* [Required task]: Count the lines in the records below that contain the word "face" and reply with that number only.

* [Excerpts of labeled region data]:
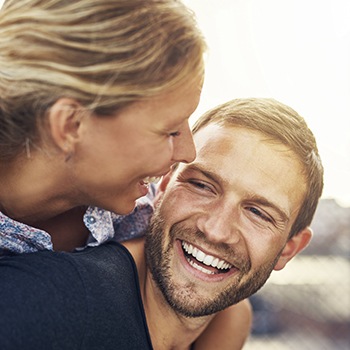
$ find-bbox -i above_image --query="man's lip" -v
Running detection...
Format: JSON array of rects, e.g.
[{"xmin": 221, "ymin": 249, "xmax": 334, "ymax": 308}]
[
  {"xmin": 176, "ymin": 240, "xmax": 238, "ymax": 282},
  {"xmin": 181, "ymin": 241, "xmax": 233, "ymax": 271}
]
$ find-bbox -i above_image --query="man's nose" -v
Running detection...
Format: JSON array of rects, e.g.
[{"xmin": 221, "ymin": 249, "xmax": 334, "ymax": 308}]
[
  {"xmin": 172, "ymin": 123, "xmax": 196, "ymax": 163},
  {"xmin": 197, "ymin": 205, "xmax": 242, "ymax": 244}
]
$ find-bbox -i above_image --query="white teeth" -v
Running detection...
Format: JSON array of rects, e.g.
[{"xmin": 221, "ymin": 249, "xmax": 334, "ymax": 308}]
[
  {"xmin": 182, "ymin": 241, "xmax": 232, "ymax": 273},
  {"xmin": 143, "ymin": 176, "xmax": 161, "ymax": 185},
  {"xmin": 187, "ymin": 259, "xmax": 214, "ymax": 275}
]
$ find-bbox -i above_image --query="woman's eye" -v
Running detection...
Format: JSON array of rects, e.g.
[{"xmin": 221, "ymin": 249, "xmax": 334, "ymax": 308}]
[{"xmin": 248, "ymin": 207, "xmax": 272, "ymax": 222}]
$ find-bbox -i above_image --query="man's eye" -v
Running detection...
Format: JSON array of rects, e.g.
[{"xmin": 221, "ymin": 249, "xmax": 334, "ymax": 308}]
[
  {"xmin": 188, "ymin": 180, "xmax": 211, "ymax": 191},
  {"xmin": 247, "ymin": 207, "xmax": 272, "ymax": 222}
]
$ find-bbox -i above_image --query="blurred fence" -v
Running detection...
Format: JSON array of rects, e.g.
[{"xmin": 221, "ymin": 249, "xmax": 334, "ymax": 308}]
[{"xmin": 243, "ymin": 201, "xmax": 350, "ymax": 350}]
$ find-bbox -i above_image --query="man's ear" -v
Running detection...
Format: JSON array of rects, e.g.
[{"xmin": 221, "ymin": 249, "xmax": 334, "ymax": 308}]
[
  {"xmin": 48, "ymin": 98, "xmax": 83, "ymax": 154},
  {"xmin": 274, "ymin": 227, "xmax": 312, "ymax": 271}
]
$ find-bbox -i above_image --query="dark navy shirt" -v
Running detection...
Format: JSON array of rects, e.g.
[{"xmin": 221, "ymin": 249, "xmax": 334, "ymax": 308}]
[{"xmin": 0, "ymin": 242, "xmax": 152, "ymax": 350}]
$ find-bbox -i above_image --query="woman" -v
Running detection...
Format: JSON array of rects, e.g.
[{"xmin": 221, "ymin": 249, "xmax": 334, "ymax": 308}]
[
  {"xmin": 0, "ymin": 0, "xmax": 205, "ymax": 254},
  {"xmin": 0, "ymin": 0, "xmax": 250, "ymax": 348}
]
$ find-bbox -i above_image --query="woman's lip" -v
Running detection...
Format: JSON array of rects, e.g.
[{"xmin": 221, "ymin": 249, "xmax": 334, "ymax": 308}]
[{"xmin": 141, "ymin": 176, "xmax": 162, "ymax": 185}]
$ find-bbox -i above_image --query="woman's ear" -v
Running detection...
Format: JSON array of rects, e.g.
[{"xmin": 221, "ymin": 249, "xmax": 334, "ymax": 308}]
[
  {"xmin": 274, "ymin": 227, "xmax": 312, "ymax": 271},
  {"xmin": 48, "ymin": 98, "xmax": 83, "ymax": 154}
]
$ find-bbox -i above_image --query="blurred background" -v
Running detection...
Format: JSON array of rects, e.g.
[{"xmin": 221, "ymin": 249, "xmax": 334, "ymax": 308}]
[
  {"xmin": 0, "ymin": 0, "xmax": 350, "ymax": 350},
  {"xmin": 184, "ymin": 0, "xmax": 350, "ymax": 350}
]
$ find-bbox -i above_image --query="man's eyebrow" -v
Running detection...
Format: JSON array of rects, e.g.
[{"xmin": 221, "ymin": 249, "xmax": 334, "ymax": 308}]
[
  {"xmin": 185, "ymin": 163, "xmax": 223, "ymax": 183},
  {"xmin": 245, "ymin": 195, "xmax": 289, "ymax": 222},
  {"xmin": 185, "ymin": 163, "xmax": 289, "ymax": 222}
]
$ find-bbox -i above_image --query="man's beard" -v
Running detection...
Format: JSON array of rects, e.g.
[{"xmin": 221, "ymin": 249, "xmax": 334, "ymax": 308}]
[{"xmin": 145, "ymin": 207, "xmax": 279, "ymax": 317}]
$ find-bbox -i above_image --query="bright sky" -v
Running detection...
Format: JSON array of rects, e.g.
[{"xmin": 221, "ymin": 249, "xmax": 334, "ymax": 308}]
[
  {"xmin": 0, "ymin": 0, "xmax": 350, "ymax": 206},
  {"xmin": 184, "ymin": 0, "xmax": 350, "ymax": 206}
]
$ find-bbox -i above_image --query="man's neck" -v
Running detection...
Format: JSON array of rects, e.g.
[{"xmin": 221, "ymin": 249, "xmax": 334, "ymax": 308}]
[{"xmin": 123, "ymin": 239, "xmax": 212, "ymax": 350}]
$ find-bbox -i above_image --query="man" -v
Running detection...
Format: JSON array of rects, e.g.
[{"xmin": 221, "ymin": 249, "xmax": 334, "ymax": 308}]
[{"xmin": 0, "ymin": 99, "xmax": 323, "ymax": 349}]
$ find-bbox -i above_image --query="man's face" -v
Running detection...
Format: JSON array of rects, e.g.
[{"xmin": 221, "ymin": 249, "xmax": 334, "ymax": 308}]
[{"xmin": 146, "ymin": 124, "xmax": 306, "ymax": 317}]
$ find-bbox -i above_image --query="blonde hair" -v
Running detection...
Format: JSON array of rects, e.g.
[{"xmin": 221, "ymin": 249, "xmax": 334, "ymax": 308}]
[
  {"xmin": 0, "ymin": 0, "xmax": 206, "ymax": 160},
  {"xmin": 192, "ymin": 98, "xmax": 323, "ymax": 237}
]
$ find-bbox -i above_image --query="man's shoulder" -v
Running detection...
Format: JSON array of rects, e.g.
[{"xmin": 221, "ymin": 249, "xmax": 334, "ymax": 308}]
[{"xmin": 0, "ymin": 242, "xmax": 151, "ymax": 349}]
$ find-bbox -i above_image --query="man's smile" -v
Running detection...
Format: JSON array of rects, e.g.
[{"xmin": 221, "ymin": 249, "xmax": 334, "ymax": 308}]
[{"xmin": 181, "ymin": 241, "xmax": 237, "ymax": 276}]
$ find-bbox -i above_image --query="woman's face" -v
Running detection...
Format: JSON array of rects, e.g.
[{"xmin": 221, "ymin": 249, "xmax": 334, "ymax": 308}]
[{"xmin": 74, "ymin": 80, "xmax": 202, "ymax": 214}]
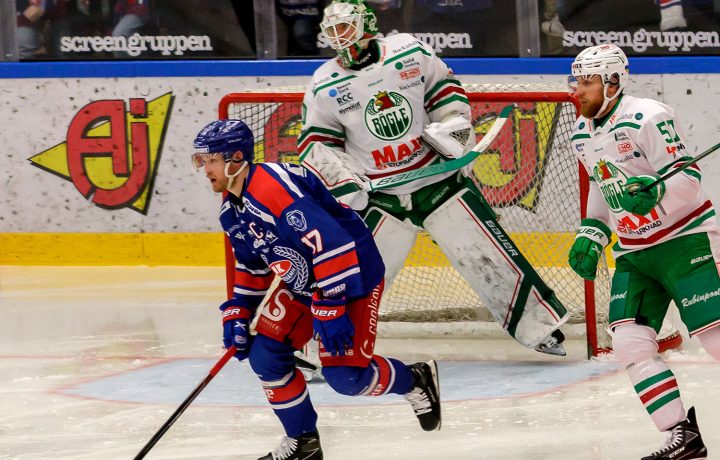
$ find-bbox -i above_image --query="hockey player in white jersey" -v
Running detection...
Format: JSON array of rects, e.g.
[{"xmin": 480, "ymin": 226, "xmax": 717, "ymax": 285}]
[
  {"xmin": 569, "ymin": 45, "xmax": 720, "ymax": 460},
  {"xmin": 298, "ymin": 0, "xmax": 569, "ymax": 364}
]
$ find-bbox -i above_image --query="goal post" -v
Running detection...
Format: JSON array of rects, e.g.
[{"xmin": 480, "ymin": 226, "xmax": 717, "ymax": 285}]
[{"xmin": 219, "ymin": 84, "xmax": 610, "ymax": 355}]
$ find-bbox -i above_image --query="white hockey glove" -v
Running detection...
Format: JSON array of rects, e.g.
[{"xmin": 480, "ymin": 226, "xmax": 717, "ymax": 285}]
[
  {"xmin": 302, "ymin": 142, "xmax": 368, "ymax": 211},
  {"xmin": 422, "ymin": 115, "xmax": 475, "ymax": 158}
]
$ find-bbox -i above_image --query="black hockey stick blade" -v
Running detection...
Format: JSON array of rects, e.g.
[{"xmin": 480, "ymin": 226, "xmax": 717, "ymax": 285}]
[
  {"xmin": 135, "ymin": 347, "xmax": 237, "ymax": 460},
  {"xmin": 633, "ymin": 144, "xmax": 720, "ymax": 195}
]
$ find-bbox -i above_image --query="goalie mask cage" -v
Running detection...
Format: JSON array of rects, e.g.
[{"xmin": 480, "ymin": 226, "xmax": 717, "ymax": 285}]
[{"xmin": 219, "ymin": 84, "xmax": 610, "ymax": 355}]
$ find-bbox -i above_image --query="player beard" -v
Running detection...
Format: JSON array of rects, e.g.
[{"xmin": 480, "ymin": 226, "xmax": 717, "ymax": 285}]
[
  {"xmin": 209, "ymin": 177, "xmax": 228, "ymax": 193},
  {"xmin": 580, "ymin": 100, "xmax": 603, "ymax": 119}
]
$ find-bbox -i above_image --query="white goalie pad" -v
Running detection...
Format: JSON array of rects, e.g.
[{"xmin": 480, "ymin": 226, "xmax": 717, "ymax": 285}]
[
  {"xmin": 424, "ymin": 191, "xmax": 570, "ymax": 347},
  {"xmin": 302, "ymin": 142, "xmax": 368, "ymax": 211},
  {"xmin": 422, "ymin": 115, "xmax": 475, "ymax": 158},
  {"xmin": 365, "ymin": 207, "xmax": 417, "ymax": 289}
]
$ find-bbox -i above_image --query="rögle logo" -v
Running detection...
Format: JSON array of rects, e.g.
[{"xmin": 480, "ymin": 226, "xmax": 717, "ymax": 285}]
[{"xmin": 365, "ymin": 91, "xmax": 413, "ymax": 141}]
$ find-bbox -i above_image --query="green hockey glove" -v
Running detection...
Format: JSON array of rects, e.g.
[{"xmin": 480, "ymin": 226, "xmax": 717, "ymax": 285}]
[
  {"xmin": 620, "ymin": 176, "xmax": 665, "ymax": 216},
  {"xmin": 568, "ymin": 219, "xmax": 610, "ymax": 280}
]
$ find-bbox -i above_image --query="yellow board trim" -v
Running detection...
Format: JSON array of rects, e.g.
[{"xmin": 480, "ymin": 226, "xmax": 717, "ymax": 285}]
[
  {"xmin": 0, "ymin": 233, "xmax": 225, "ymax": 266},
  {"xmin": 0, "ymin": 232, "xmax": 614, "ymax": 268}
]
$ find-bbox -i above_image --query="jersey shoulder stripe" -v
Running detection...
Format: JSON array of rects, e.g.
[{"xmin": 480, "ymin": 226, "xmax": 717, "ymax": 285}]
[{"xmin": 247, "ymin": 164, "xmax": 295, "ymax": 218}]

* [Reply to the task]: 2